Directions for this task
Copy the material word for word from its beginning through the line containing "box: [0, 1, 793, 532]", including that line, and leave out any pictures.

Data extracts
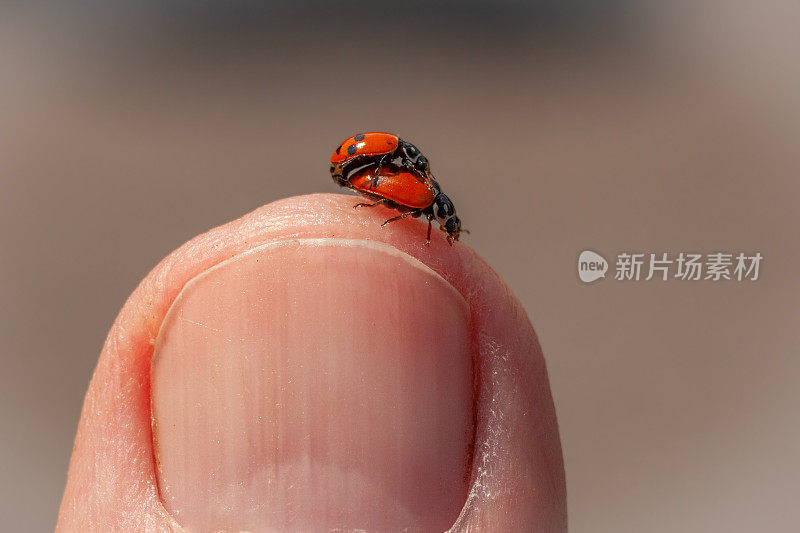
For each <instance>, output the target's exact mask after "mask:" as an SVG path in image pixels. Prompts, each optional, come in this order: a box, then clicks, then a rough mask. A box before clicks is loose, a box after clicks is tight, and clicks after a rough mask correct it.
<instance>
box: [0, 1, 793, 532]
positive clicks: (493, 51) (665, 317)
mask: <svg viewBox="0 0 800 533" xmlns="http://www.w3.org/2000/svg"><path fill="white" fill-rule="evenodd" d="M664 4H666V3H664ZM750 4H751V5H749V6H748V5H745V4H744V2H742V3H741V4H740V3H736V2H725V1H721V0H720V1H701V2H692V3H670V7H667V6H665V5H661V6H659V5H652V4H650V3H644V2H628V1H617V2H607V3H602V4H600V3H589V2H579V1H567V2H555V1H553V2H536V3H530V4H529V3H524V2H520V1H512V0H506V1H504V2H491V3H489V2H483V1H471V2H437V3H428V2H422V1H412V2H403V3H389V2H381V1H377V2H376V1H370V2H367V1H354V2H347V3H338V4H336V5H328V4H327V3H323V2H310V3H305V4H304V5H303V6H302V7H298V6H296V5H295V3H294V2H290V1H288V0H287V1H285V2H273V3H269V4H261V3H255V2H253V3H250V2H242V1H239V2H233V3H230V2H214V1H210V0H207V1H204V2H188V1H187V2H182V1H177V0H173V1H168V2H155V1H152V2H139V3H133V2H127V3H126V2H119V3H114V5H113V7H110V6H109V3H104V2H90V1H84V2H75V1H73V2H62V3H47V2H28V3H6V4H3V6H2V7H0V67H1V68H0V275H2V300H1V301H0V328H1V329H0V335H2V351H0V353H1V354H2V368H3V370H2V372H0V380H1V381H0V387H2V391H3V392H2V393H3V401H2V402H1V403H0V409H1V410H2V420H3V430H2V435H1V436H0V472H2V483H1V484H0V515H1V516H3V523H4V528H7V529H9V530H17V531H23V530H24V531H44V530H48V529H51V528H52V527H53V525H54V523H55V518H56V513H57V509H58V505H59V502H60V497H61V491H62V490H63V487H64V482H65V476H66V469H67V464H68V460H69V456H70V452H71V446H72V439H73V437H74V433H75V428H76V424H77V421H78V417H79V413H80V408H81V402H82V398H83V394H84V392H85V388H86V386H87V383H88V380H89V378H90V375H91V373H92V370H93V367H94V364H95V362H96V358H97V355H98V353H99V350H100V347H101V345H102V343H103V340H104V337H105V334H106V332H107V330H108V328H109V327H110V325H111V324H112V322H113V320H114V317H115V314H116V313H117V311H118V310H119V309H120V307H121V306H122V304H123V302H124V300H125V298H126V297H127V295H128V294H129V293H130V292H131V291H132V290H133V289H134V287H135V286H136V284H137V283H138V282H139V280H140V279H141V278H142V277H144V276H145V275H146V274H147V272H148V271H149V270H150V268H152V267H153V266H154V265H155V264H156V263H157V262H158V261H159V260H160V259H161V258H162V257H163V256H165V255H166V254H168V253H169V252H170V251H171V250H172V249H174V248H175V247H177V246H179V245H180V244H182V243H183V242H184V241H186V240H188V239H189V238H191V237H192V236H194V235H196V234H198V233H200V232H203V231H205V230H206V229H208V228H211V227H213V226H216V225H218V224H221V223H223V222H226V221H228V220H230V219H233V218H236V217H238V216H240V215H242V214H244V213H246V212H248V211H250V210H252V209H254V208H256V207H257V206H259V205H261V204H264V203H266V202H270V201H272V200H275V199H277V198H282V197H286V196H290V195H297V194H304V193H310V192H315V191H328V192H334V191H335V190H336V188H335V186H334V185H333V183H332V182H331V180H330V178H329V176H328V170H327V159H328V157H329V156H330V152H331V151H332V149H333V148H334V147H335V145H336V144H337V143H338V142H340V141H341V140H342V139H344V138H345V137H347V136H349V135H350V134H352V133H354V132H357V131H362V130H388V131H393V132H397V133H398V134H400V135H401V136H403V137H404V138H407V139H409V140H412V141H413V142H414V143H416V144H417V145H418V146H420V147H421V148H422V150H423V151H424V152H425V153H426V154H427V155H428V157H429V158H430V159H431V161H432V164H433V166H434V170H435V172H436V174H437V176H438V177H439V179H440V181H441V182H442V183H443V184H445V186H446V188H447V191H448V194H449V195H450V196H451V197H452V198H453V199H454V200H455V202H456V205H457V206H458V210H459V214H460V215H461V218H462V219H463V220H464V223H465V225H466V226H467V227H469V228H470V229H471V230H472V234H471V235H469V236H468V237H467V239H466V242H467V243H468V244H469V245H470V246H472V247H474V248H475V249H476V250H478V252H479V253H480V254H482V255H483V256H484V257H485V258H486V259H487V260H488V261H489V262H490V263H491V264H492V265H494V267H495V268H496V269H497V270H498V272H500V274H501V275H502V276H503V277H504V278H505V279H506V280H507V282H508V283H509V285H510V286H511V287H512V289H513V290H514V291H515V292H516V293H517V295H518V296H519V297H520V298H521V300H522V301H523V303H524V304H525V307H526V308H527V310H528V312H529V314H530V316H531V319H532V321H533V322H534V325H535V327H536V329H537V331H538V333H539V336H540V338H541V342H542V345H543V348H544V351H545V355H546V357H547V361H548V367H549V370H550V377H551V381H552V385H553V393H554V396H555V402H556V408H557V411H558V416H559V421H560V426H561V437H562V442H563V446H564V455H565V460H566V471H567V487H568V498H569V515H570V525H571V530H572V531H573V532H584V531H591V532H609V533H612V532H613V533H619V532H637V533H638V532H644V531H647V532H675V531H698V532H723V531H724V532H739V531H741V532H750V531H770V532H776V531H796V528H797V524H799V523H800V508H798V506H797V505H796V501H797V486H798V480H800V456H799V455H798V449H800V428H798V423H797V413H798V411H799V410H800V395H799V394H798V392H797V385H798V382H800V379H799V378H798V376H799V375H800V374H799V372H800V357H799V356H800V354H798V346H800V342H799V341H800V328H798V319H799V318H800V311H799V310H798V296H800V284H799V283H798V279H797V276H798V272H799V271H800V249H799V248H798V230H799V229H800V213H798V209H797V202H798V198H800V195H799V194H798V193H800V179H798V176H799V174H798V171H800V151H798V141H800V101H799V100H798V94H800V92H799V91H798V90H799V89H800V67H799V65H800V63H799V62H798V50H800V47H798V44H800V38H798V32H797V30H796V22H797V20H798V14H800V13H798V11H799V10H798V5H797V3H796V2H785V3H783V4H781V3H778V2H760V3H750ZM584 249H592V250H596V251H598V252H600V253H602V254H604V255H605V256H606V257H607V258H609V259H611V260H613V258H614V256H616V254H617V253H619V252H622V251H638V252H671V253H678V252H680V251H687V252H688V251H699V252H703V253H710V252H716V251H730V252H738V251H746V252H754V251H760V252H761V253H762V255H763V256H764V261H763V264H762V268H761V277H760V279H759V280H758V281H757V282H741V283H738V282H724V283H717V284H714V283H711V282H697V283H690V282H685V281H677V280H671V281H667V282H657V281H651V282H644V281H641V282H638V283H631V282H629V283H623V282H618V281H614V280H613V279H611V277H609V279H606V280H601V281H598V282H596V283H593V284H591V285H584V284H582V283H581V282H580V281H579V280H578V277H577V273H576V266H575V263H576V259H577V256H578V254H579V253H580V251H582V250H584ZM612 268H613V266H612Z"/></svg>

Task solution
For each <instance>, output the target's exact mask after "mask:" as an SVG path in image pixels. Prompts, each optional, come in this order: a box, then clicks, then a rough mask. A box before clicks is loose, a box after clicks is tight, and clicks after a rough mask correct it.
<instance>
box: [0, 1, 793, 532]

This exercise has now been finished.